The exercise:
Copy out all of the lines below, requests included, offsetting every polygon coordinate in the answer outlines by adding 30 and leaving the numbers in the requests and format samples as they are. Omit the pictures.
------------------------------------------------------------
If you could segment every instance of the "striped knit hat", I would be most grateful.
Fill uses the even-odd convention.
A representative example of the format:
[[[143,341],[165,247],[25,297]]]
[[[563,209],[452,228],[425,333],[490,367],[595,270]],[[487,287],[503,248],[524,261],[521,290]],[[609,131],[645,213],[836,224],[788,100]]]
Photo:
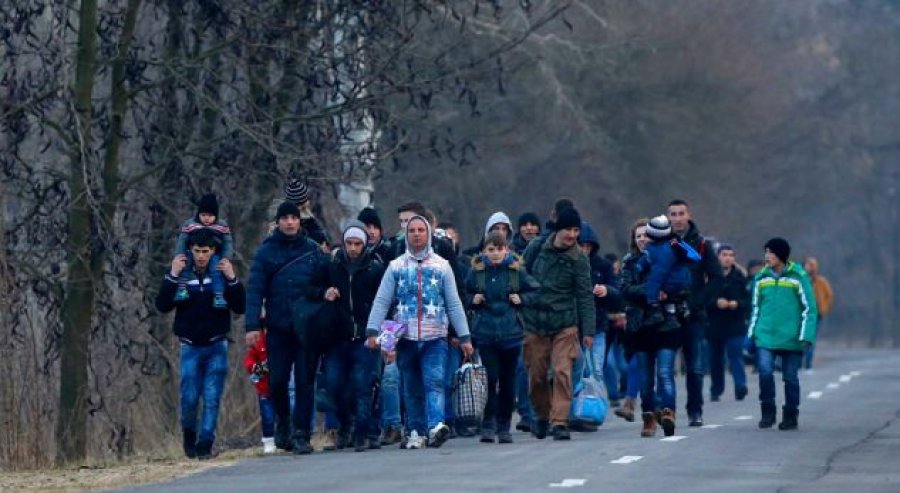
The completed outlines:
[[[284,184],[284,199],[301,205],[309,200],[309,188],[300,178],[291,178]]]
------------------------------------------------------------
Exercise answer:
If you could segment every instance of the "striped knit hat", I would be most grateful.
Fill uses the even-odd convention.
A representative example of the format:
[[[143,341],[165,247],[25,297]]]
[[[563,209],[452,228],[425,333],[490,367],[595,270]],[[487,287],[503,248],[524,261],[521,290]],[[609,131],[645,213],[836,224],[788,100]]]
Photo:
The completed outlines:
[[[314,214],[314,229],[331,235],[339,230],[339,218],[330,208],[321,208]]]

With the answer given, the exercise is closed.